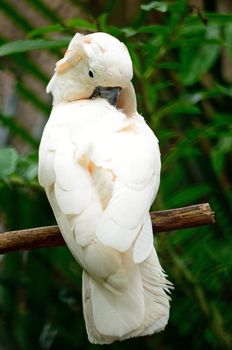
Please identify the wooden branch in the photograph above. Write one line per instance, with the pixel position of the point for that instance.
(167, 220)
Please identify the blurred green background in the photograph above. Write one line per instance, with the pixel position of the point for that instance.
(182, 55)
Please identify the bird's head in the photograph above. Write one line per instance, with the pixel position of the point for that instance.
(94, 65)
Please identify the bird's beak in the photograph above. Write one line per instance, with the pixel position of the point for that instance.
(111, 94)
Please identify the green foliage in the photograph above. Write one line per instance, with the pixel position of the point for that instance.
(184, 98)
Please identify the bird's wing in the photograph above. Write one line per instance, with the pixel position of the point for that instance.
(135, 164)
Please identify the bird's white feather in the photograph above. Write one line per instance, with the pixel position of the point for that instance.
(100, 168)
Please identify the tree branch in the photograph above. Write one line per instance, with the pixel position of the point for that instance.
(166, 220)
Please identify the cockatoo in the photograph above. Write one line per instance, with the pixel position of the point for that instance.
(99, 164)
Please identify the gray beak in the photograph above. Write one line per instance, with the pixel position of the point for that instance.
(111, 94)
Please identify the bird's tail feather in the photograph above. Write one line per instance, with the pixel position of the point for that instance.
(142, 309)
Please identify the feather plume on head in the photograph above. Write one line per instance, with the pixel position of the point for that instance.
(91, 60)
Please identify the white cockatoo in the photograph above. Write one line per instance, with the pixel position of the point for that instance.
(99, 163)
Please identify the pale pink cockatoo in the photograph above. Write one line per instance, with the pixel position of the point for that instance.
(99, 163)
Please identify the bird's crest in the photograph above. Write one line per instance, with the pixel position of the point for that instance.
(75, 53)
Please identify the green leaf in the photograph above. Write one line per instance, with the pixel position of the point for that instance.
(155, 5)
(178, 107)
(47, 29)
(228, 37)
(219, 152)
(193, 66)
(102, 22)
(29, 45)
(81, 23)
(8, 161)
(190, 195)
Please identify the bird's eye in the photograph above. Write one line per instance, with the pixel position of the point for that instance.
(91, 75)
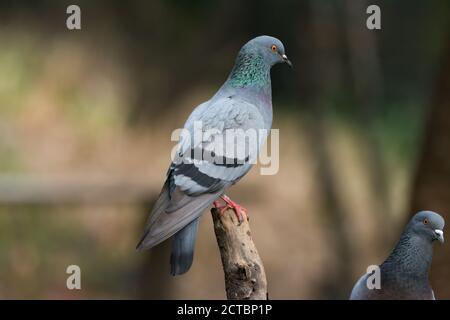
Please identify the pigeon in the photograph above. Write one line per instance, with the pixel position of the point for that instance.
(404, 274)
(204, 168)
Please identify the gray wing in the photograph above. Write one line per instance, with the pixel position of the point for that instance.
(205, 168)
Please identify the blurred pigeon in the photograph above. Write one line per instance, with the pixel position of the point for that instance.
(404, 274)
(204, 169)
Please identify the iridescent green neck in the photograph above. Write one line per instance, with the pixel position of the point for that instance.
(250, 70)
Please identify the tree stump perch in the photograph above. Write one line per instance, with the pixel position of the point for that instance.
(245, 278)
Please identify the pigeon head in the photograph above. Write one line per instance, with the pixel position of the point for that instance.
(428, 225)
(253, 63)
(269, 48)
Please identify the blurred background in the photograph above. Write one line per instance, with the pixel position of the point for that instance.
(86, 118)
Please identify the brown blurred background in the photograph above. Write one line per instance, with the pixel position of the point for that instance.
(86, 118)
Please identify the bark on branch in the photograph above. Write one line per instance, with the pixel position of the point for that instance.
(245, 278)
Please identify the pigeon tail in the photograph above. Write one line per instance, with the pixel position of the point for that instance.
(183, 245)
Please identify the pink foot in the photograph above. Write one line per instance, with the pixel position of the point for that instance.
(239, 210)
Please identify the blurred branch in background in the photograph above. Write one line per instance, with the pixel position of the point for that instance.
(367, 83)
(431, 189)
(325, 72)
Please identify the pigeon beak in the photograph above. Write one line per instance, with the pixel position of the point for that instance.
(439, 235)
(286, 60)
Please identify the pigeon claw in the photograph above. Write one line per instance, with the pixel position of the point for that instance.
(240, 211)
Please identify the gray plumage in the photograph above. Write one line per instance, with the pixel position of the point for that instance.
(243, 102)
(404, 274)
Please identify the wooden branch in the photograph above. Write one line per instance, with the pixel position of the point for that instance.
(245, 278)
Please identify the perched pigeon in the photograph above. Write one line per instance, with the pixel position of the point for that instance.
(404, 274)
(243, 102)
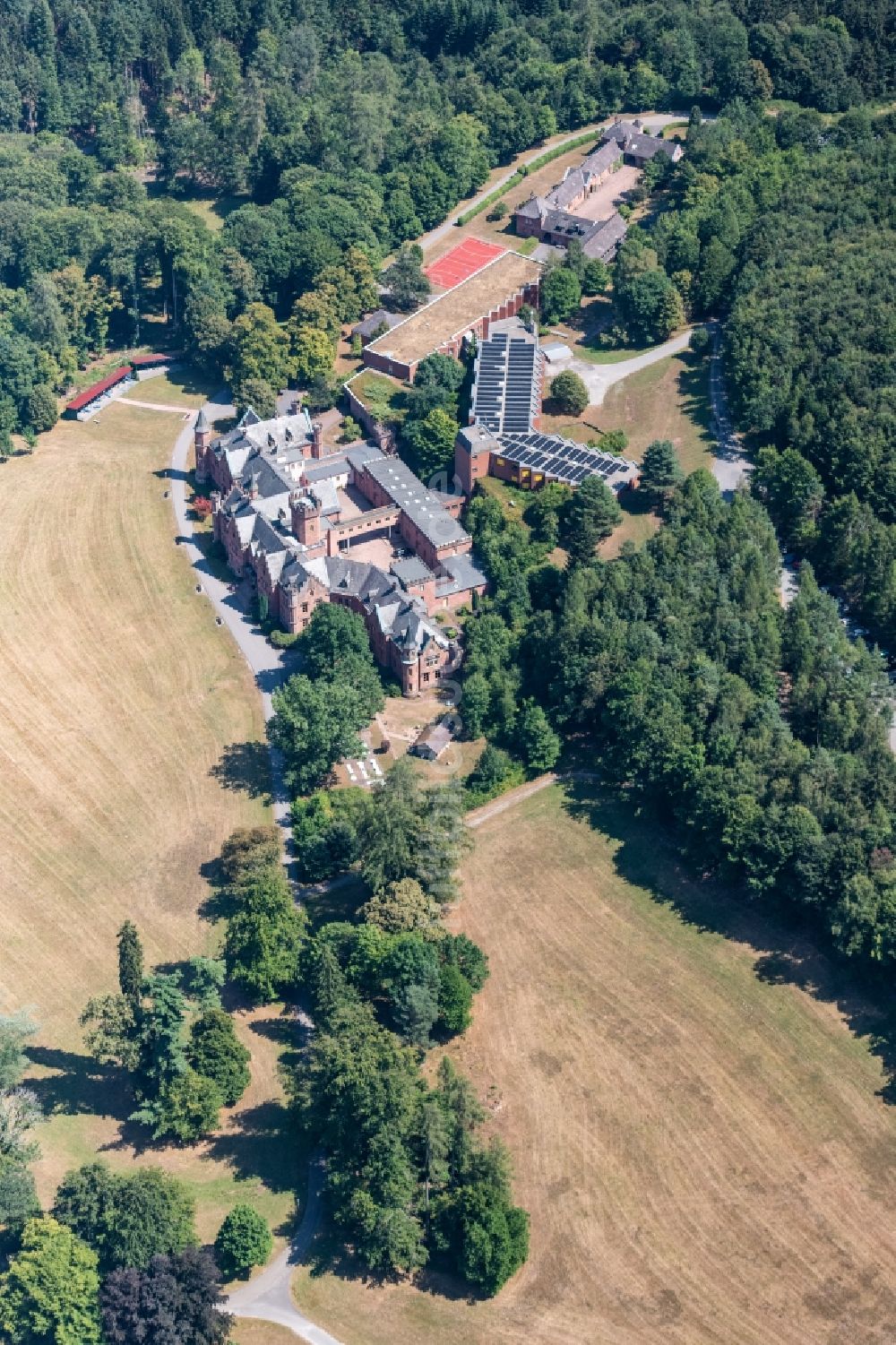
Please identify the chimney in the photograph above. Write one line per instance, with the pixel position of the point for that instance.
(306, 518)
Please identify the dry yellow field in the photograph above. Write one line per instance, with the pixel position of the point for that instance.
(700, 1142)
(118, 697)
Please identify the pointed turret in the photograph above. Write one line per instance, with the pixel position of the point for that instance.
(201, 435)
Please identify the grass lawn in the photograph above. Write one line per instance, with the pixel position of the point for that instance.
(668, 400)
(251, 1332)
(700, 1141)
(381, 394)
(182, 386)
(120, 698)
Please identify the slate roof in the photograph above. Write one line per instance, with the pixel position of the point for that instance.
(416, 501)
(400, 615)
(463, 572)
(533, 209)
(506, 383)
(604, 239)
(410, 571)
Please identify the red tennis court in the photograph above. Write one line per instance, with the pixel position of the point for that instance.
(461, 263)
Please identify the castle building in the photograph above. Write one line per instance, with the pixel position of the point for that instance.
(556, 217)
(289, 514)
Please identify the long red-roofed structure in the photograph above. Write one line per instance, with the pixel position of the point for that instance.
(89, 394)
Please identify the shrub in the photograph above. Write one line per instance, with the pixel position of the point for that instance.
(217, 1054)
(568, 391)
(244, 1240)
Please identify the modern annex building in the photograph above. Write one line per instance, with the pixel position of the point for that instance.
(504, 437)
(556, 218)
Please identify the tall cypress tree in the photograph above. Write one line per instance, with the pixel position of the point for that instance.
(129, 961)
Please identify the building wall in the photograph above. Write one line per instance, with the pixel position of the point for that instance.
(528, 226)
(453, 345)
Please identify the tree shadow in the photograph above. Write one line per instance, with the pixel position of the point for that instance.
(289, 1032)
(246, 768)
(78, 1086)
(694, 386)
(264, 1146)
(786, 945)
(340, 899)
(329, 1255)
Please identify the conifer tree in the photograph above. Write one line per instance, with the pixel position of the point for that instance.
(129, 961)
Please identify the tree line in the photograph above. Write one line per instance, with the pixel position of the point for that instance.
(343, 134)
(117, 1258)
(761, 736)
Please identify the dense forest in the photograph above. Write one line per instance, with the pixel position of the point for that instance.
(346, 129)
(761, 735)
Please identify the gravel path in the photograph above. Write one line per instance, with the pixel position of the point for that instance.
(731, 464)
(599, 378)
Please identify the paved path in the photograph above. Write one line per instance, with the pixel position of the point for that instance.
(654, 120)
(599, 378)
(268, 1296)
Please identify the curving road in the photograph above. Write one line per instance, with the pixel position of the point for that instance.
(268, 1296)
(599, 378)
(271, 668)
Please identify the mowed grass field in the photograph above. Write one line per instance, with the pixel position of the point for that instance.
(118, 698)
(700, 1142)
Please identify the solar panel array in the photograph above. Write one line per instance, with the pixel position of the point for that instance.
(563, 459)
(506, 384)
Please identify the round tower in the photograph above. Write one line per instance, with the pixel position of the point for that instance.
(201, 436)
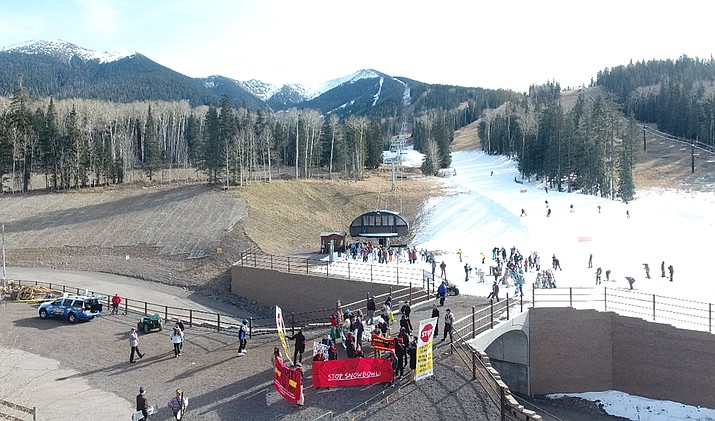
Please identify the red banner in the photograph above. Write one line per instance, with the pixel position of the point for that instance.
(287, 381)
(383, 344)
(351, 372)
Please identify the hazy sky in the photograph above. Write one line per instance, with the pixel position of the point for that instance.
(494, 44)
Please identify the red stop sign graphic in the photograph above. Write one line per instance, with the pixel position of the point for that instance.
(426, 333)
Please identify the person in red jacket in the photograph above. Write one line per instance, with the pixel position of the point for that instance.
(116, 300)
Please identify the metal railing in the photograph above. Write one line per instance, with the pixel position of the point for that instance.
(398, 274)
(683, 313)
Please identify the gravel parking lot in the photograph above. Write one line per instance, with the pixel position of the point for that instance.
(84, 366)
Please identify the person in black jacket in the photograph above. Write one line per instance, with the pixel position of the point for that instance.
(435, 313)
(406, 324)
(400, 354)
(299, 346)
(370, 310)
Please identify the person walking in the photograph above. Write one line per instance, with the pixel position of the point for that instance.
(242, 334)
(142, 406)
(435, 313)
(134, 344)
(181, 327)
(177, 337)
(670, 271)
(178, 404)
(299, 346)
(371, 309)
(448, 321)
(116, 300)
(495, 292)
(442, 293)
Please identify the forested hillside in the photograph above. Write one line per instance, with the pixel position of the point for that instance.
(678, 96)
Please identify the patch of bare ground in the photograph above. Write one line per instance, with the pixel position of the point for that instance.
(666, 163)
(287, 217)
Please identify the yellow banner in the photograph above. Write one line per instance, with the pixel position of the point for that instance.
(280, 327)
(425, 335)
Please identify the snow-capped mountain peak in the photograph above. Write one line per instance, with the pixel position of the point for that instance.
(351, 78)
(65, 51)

::::

» **Description of the task**:
Copy out the lines from the one containing "Please identify the building" through the one containing "(329, 1255)", both of those lines included.

» **Exercise answer**:
Please identify the building wall in the photograph above. Write one line per instance, with the pixel position of the point for that instance.
(528, 226)
(453, 345)
Please identify the tree shadow in the photograph above. Write one line per instance, with the pixel position of the point for that instance.
(289, 1032)
(246, 768)
(78, 1086)
(694, 386)
(264, 1146)
(786, 945)
(340, 899)
(329, 1255)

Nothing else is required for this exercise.